作業内容: 株価と景気動向についての文章から、「2022年1月上旬時点では、」で始まり「を与えることになりそうです。」まで続く部分を、一字も変えずに書き写してください。

提示文:
☆ ☆ ☆ ☆

株価を左右する要因にはさまざまなものがありますが、なにより大きいのは「景気動向」です。景気の波は上下するものであり、拡大し続けることも、悪化し続けることもありませんが、近年では、従来にないほど景気循環が長期化する傾向が見て取れます。今後株式投資するにあたっては、それを踏まえたうえでリスク要因の把握に努めることが必要です。
景気後退が始まっている
前述したように、2018年10月に第16循環の山を越えたと見られていて、景気後退が始まっていると思われる状態です。しかも、2020年は新型コロナウイルスが拡大した影響で、景気が大幅に落ち込みました。特に、2020年4~6月期は年率換算でGDPが前年比マイナス28.1%となり、戦後最悪となりました。
2022年1月上旬時点では、2020年の下げが大きすぎた反動や、ワクチンの接種がだいぶ進んではいることなどから、2020年よりは景気は持ち直しています。変異株による感染拡大の第5波は10月末時点で終息に近づきつつあり、緊急事態措置やまん延防止等の措置区域は9月末で全国的に解除されています。しかし、今後も感染の第6波の可能性もあり、まだまだ楽観を許さない状況です(現在は第6波が襲来しています)。
消費税増税の悪影響もあり得る
景気への悪影響となるもう1つの材料として、2019年10月に消費税が10%に引き上げられたことがあります。
消費税は1989年4月から税率3%で導入されました。その年は年末まで日経平均株価が上昇して史上最高値をつけましたが、翌年以降はバブルが崩壊して、株価が大幅に下落しました。また、1997年4月に消費税が5%に引き上げられましたが、株式市場は増税前の1996年6月から下落し始め、1998年10月頃まで下落トレンドが続き、日経平均株価はその時点でのバブル後最安値をつけました。
2014年4月に消費税が8%に引き上げられた時は、株式市場にはさほど影響は出ずに済みました。しかし、1989年と1997年には大きな影響が出ていることや、2022年1月上旬時点で新型コロナウイルスや東京オリンピックの影響があることも考えると、2019年10月の消費税増税も株価に悪影響を与えることになりそうです。
株価の大幅下落の恐れもなくはない
バブル崩壊以降の日経平均株価の動きを見ると、株価が下落し始めると、底を打つまでに大きく下がる傾向が見られます。特に、21世紀に入ってからは、日経平均株価は2003年4月に7603.76円、2008年10月に6994.90円まで下がったことがあり、下げ方が一段と厳しくなっています。「山高ければ谷深し」という相場格言がありますが、まさにその通りの動きをしています。

☆ ☆ ☆ ☆

[保存済みの項目]
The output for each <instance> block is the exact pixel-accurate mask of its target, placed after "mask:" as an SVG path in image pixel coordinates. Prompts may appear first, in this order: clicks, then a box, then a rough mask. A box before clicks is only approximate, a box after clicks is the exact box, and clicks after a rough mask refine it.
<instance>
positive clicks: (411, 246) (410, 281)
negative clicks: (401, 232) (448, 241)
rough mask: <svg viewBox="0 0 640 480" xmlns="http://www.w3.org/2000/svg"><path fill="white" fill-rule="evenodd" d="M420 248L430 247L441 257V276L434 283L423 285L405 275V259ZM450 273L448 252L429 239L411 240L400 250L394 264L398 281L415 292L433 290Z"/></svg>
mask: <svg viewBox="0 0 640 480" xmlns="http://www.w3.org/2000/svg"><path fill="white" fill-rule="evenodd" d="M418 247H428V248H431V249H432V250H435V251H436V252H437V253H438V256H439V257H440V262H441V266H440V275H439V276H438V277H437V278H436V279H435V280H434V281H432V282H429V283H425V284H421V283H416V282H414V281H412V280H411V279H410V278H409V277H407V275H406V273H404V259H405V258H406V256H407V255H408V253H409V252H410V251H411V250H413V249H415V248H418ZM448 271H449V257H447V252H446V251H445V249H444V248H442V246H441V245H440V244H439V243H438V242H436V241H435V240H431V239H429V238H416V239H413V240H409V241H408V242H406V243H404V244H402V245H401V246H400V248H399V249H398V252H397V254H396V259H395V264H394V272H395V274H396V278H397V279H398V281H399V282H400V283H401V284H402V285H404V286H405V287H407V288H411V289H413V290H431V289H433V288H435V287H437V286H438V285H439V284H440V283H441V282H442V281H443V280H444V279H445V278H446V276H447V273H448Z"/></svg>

☆ ☆ ☆ ☆

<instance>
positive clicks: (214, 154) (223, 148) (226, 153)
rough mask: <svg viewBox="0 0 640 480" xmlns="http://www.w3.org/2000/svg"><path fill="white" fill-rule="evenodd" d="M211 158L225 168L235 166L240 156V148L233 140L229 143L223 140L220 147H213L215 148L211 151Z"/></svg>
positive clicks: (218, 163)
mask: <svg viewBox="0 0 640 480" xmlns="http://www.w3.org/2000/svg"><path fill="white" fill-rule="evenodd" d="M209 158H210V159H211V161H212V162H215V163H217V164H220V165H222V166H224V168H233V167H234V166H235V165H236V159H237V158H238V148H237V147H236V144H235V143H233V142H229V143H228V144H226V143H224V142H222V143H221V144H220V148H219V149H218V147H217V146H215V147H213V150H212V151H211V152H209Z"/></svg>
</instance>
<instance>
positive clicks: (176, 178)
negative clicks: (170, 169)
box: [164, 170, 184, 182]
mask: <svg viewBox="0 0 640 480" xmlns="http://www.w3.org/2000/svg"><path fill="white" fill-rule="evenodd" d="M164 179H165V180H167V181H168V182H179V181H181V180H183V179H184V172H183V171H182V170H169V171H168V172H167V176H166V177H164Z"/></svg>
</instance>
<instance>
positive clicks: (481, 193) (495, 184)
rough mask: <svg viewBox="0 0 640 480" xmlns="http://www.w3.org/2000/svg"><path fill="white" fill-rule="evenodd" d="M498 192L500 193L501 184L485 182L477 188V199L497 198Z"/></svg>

☆ ☆ ☆ ☆

作業結果:
2022年1月上旬時点では、2020年の下げが大きすぎた反動や、ワクチンの接種がだいぶ進んではいることなどから、2020年よりは景気は持ち直しています。変異株による感染拡大の第5波は10月末時点で終息に近づきつつあり、緊急事態措置やまん延防止等の措置区域は9月末で全国的に解除されています。しかし、今後も感染の第6波の可能性もあり、まだまだ楽観を許さない状況です(現在は第6波が襲来しています)。
消費税増税の悪影響もあり得る
景気への悪影響となるもう1つの材料として、2019年10月に消費税が10%に引き上げられたことがあります。
消費税は1989年4月から税率3%で導入されました。その年は年末まで日経平均株価が上昇して史上最高値をつけましたが、翌年以降はバブルが崩壊して、株価が大幅に下落しました。また、1997年4月に消費税が5%に引き上げられましたが、株式市場は増税前の1996年6月から下落し始め、1998年10月頃まで下落トレンドが続き、日経平均株価はその時点でのバブル後最安値をつけました。
2014年4月に消費税が8%に引き上げられた時は、株式市場にはさほど影響は出ずに済みました。しかし、1989年と1997年には大きな影響が出ていることや、2022年1月上旬時点で新型コロナウイルスや東京オリンピックの影響があることも考えると、2019年10月の消費税増税も株価に悪影響を与えることになりそうです。